## Problem statement
Could you restate, word for word, the line that has "Task: Indicate the tall" and all lines following it through the end of the entries below?

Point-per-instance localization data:

#####

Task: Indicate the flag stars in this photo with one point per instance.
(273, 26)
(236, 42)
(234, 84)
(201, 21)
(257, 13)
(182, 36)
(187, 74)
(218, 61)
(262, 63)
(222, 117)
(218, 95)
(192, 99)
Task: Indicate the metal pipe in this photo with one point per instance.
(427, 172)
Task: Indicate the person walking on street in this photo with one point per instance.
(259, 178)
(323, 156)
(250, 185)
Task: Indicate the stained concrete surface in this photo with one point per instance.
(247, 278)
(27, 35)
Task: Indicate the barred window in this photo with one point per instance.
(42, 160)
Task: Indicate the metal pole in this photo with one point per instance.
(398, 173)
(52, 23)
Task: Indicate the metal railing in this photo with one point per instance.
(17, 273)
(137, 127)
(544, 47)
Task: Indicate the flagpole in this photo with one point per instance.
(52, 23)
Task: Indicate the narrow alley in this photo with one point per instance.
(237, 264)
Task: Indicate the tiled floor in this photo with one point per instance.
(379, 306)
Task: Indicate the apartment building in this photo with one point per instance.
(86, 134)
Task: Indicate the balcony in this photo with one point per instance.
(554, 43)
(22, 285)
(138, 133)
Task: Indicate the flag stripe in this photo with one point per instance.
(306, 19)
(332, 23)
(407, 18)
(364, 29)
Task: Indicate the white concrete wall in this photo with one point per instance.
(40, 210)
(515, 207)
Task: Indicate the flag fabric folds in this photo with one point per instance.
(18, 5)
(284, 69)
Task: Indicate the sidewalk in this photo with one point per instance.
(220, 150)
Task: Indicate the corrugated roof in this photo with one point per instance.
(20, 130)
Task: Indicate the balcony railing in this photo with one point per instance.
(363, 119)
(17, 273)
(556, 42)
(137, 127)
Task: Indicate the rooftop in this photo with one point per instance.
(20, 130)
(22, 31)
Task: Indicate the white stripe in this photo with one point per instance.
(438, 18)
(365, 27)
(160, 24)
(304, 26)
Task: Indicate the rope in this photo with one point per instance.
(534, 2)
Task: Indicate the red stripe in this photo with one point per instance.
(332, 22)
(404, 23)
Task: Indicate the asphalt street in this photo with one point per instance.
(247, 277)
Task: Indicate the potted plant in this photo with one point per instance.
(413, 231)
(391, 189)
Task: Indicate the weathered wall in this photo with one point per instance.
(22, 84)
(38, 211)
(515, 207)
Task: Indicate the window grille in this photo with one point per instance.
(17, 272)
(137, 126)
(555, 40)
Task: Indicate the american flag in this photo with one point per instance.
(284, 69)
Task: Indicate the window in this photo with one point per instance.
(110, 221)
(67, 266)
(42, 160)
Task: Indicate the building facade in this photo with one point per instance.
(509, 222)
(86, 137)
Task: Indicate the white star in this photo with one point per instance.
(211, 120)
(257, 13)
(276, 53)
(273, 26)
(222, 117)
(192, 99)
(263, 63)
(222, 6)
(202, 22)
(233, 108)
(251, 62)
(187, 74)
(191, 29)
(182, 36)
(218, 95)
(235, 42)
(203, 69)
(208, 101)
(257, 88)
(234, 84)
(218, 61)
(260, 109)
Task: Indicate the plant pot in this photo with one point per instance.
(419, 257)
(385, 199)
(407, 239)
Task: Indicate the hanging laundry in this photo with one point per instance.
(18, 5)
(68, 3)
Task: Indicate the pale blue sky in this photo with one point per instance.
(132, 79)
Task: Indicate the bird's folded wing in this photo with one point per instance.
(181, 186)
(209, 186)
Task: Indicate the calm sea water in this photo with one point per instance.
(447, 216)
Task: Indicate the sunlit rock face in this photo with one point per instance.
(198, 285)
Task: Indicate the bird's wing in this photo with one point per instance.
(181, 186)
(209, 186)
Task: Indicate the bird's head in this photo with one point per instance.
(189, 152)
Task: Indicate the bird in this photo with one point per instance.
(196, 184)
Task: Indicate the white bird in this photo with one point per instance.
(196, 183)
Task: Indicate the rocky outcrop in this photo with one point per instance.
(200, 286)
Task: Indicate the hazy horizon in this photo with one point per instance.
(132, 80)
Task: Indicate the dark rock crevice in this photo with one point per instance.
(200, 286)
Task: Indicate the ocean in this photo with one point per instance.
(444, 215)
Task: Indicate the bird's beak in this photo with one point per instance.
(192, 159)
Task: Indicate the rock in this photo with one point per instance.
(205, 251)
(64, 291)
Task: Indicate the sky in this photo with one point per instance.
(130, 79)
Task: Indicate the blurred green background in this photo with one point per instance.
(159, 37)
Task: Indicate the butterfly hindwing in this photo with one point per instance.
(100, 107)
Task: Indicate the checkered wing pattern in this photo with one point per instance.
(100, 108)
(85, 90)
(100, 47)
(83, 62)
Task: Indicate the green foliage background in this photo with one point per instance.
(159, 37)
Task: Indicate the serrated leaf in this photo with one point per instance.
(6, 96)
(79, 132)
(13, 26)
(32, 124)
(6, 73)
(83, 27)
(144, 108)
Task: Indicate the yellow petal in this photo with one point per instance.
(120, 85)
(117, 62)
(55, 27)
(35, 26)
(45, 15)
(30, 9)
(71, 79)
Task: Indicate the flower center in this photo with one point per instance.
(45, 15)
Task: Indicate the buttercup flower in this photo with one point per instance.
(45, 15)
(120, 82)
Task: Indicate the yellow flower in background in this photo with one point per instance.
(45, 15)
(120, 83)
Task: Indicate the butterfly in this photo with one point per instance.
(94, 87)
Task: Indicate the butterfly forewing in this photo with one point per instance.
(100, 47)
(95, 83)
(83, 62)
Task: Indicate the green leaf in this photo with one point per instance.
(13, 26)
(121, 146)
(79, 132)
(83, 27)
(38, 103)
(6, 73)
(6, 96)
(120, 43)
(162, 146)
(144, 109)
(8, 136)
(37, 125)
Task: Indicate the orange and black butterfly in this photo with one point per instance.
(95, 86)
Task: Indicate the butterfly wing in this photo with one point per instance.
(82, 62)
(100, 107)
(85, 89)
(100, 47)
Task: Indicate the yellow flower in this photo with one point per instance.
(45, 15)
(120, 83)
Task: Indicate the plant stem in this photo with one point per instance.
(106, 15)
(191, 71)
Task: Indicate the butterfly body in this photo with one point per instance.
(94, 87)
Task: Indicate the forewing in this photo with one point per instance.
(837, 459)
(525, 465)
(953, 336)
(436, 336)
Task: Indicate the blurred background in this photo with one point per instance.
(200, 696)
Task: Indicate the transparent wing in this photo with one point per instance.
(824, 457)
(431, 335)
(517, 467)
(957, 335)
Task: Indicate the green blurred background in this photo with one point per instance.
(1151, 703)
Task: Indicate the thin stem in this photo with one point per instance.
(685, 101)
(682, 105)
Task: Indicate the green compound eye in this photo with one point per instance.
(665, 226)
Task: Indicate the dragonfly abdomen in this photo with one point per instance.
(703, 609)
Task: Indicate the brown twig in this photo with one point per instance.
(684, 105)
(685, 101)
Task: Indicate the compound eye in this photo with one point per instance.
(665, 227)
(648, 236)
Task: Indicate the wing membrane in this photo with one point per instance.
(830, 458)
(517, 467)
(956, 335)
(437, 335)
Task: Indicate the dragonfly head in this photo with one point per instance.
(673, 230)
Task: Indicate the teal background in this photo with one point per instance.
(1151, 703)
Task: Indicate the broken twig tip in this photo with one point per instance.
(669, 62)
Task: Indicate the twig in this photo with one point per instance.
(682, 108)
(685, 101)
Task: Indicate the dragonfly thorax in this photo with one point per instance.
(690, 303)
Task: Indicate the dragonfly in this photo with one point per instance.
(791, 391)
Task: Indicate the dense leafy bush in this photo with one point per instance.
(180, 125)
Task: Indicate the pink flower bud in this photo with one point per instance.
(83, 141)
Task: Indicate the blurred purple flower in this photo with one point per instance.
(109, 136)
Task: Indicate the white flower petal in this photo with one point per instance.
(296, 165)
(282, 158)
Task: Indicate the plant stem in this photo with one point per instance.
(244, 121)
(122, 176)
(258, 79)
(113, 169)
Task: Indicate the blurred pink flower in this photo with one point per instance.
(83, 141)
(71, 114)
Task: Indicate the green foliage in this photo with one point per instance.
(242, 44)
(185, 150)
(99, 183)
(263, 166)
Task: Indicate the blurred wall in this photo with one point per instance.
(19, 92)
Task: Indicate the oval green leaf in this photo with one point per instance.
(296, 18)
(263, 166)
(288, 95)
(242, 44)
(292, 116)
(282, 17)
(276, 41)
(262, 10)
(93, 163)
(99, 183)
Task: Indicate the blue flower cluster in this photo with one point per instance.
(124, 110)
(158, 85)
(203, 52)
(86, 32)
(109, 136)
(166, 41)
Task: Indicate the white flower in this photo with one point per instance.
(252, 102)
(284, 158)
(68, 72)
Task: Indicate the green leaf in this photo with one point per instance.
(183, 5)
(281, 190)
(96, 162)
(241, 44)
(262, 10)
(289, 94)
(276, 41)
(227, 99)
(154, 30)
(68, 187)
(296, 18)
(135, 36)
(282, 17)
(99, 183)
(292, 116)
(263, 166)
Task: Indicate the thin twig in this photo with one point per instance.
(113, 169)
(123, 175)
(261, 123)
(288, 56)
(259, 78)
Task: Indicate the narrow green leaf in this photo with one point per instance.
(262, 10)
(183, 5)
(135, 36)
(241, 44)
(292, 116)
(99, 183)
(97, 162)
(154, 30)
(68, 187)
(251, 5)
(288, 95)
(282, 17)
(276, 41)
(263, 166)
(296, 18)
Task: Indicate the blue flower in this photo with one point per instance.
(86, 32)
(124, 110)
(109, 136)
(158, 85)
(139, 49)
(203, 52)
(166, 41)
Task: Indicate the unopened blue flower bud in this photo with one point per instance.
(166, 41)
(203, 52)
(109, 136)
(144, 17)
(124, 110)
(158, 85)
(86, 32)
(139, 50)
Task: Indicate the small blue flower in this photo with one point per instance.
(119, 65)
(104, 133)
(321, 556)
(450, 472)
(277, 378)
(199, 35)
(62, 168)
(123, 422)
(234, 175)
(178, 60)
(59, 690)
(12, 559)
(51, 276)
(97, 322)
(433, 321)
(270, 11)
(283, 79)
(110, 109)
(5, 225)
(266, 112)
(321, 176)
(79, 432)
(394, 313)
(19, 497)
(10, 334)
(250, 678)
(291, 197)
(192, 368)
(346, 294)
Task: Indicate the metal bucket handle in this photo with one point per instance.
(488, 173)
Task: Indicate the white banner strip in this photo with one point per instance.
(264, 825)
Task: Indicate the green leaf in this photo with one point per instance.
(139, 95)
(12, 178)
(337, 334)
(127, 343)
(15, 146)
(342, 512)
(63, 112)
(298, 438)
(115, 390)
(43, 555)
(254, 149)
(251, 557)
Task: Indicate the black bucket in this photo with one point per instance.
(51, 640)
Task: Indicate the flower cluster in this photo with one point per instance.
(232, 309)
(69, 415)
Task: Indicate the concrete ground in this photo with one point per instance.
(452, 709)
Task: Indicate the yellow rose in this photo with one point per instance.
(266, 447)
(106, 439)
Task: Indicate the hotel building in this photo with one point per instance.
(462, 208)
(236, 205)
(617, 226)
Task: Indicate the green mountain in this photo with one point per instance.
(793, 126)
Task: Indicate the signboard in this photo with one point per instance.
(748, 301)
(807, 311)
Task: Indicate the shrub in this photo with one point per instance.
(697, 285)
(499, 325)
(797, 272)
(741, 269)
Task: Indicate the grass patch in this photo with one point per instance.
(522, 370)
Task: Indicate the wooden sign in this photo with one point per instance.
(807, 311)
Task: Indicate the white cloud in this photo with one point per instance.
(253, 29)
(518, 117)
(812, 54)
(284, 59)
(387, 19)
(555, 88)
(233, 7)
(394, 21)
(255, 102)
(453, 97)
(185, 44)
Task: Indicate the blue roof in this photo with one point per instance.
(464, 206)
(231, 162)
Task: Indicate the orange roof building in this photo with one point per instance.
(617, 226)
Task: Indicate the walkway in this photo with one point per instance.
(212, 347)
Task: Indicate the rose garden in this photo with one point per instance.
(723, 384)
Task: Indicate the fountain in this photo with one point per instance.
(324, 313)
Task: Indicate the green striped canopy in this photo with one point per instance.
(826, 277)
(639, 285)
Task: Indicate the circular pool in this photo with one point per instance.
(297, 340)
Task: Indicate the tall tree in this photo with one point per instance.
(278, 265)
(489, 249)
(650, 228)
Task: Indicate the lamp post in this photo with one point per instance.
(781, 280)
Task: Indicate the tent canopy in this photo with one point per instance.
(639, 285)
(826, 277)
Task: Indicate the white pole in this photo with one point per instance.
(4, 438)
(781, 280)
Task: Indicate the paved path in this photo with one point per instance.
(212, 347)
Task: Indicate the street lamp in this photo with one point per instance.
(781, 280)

#####

## Response area
Task: Indicate the tall tree in this photo with one point per instance.
(278, 265)
(489, 249)
(650, 228)
Task: Indicate the lamp post in this photo with one point per instance.
(781, 280)
Task: Indicate the tent canopy in this photo with one point per instance.
(639, 285)
(826, 277)
Task: Indicate the white pole in this photo with one point per instance.
(4, 438)
(781, 280)
Task: Indicate the paved path in this photo with one point per instance.
(212, 347)
Task: Indicate the street lamp in this photo with one point per instance.
(781, 280)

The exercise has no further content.